▶ Pointing data:
[start]

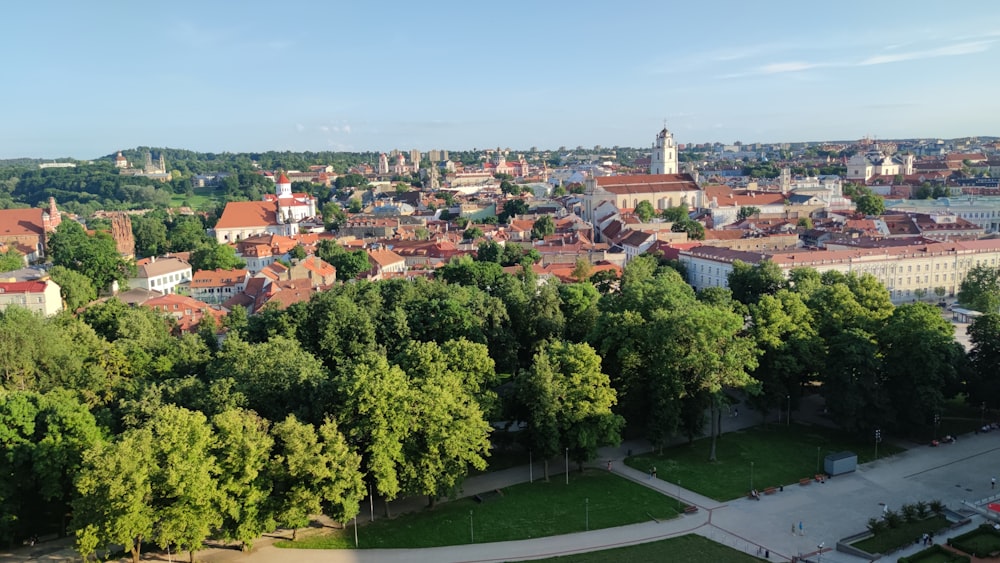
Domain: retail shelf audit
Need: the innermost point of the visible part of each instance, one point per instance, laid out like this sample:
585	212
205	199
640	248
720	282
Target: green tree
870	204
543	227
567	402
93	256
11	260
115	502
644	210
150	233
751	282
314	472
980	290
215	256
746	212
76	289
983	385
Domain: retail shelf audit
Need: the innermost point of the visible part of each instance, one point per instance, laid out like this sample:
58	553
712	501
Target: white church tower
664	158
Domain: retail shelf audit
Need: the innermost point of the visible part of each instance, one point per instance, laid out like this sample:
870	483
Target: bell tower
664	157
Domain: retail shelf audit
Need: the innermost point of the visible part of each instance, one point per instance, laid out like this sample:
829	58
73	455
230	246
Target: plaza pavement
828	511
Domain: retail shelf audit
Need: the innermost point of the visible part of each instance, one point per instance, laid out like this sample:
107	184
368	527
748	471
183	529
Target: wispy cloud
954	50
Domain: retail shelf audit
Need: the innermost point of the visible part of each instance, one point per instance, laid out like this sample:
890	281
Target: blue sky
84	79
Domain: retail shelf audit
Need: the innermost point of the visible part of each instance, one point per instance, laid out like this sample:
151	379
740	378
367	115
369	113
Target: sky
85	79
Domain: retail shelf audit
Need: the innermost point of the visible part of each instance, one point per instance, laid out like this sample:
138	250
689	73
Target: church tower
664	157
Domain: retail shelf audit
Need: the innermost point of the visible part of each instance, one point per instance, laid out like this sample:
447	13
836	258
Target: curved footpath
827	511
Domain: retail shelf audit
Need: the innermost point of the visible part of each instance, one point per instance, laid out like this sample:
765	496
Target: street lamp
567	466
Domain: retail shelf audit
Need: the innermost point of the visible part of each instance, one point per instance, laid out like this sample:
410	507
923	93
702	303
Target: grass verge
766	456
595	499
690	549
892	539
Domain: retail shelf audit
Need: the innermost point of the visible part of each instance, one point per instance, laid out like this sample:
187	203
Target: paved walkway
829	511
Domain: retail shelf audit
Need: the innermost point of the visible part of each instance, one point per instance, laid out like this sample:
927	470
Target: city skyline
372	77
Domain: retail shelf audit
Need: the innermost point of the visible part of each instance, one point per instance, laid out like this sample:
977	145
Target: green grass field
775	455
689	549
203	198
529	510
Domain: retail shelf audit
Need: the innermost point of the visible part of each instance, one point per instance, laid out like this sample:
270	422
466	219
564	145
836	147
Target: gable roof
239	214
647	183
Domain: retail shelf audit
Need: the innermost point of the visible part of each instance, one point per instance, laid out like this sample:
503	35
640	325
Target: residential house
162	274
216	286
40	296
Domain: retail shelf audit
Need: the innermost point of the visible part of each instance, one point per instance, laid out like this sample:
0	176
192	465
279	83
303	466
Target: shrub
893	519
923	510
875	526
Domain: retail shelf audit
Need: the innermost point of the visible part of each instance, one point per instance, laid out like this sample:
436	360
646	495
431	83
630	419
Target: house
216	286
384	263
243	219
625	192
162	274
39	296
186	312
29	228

[end]
[start]

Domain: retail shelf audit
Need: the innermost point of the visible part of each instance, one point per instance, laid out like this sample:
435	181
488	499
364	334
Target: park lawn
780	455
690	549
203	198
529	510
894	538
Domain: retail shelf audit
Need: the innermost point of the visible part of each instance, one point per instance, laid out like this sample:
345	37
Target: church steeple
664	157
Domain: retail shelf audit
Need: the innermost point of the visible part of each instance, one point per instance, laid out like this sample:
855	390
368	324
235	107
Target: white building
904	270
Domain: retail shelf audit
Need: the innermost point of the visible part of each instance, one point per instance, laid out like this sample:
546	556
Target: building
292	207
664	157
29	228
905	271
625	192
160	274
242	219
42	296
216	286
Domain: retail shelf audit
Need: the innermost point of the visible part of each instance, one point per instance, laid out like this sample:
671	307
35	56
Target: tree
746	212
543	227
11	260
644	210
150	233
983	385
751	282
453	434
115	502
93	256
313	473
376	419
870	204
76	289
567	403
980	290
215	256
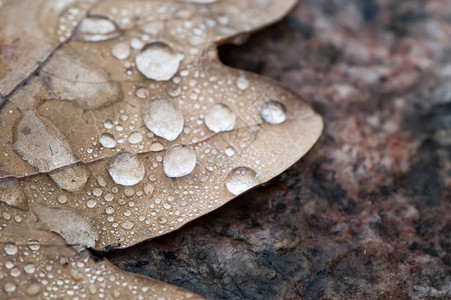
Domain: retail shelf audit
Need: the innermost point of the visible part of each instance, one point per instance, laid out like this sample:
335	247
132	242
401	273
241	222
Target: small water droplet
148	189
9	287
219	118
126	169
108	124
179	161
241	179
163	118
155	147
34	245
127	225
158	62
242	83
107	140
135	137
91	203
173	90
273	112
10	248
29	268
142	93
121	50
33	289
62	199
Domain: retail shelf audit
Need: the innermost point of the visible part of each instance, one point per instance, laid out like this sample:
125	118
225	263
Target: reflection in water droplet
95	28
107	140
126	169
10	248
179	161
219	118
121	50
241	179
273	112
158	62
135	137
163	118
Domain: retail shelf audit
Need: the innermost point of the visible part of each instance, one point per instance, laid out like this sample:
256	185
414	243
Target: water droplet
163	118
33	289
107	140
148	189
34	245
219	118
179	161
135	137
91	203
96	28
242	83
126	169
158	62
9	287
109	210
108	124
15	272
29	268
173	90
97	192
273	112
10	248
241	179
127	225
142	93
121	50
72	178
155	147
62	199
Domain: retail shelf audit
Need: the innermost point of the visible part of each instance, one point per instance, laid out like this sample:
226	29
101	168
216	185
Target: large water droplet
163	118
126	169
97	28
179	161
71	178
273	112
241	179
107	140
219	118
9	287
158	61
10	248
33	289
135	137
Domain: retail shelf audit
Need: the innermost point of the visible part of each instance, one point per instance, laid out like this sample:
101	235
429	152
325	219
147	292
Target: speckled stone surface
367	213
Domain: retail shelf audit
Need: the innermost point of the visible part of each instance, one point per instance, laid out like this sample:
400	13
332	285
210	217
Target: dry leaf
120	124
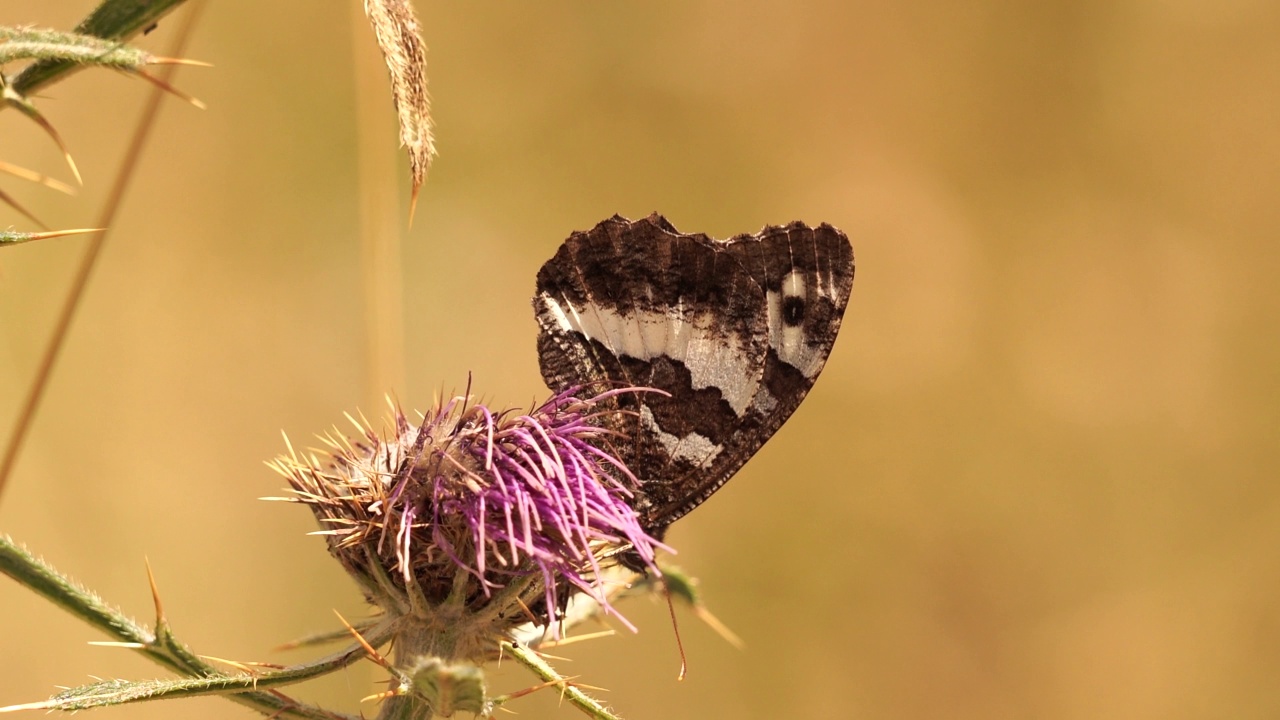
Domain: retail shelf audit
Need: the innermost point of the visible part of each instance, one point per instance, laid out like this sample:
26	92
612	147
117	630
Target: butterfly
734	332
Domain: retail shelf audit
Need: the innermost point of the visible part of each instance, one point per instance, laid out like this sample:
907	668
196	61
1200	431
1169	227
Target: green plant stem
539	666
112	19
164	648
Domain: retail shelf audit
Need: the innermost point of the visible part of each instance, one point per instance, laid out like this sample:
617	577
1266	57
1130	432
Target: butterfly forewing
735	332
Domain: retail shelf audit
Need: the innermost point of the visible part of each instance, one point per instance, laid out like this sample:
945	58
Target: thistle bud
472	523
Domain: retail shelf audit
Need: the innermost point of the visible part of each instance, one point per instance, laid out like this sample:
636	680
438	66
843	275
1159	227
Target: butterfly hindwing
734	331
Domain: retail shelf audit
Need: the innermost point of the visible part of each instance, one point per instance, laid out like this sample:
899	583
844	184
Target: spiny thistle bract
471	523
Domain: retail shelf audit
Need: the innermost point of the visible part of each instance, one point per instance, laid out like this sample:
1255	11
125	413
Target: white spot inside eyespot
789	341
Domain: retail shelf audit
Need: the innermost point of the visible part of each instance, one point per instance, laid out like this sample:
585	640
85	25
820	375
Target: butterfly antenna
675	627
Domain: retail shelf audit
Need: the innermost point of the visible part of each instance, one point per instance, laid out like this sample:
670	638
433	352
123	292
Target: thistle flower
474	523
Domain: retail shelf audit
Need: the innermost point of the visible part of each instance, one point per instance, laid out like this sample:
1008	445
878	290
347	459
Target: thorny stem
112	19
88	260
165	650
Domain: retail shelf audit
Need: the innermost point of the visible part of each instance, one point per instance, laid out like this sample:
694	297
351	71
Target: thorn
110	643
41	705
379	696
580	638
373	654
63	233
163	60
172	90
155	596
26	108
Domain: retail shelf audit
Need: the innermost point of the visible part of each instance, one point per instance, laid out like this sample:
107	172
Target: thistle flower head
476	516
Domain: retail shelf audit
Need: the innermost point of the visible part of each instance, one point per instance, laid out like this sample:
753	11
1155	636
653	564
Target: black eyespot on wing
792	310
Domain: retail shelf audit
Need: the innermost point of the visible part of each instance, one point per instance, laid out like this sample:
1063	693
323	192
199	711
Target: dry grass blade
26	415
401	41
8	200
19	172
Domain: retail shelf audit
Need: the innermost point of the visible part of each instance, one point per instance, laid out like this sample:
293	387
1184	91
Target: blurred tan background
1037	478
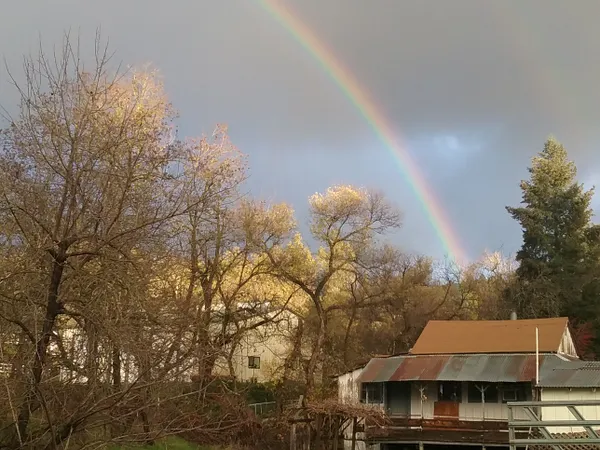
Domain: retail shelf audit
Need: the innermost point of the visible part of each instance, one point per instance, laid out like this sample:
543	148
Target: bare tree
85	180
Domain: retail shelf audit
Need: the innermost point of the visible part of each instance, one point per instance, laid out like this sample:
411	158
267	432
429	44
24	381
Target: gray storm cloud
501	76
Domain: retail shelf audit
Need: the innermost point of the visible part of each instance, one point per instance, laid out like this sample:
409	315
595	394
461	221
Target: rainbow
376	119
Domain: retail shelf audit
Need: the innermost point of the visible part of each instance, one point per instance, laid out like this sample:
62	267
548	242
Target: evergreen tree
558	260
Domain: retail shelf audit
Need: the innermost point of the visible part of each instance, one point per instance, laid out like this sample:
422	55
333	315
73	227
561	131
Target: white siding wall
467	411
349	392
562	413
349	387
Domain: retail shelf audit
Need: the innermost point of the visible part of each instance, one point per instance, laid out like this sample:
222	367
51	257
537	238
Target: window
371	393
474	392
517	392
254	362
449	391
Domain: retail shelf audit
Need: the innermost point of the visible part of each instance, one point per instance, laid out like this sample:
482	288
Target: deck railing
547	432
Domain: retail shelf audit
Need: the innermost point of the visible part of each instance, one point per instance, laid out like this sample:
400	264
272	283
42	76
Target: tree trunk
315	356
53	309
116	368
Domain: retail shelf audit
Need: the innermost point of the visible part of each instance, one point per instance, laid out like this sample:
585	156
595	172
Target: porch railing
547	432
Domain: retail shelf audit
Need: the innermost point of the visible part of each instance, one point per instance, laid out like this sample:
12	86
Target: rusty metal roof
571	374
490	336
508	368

[end]

▶ Requirements: Locate every line in the data above that contains the word "grass", treating uppercase and lowercase as different, and copy each of those lines.

▶ Task solution:
Target: grass verge
Target: green grass field
Target: dry grass blade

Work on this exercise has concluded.